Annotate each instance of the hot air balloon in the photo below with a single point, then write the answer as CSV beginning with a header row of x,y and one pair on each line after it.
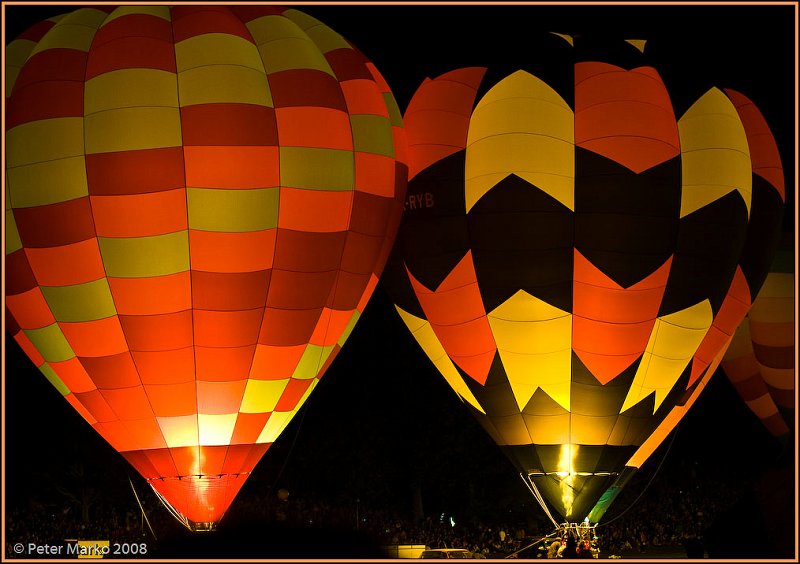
x,y
760,359
574,256
200,201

→ Exercise:
Please edit the items above by replacing "hot air balloon" with "kite" and changing nothing else. Omit the pictures from your answer.

→ Task answer:
Annotate each instance of the kite in the photo below with a single point, then write the answer as CSV beginning with a header row of x,y and one pair on each line after it.
x,y
760,359
574,256
200,201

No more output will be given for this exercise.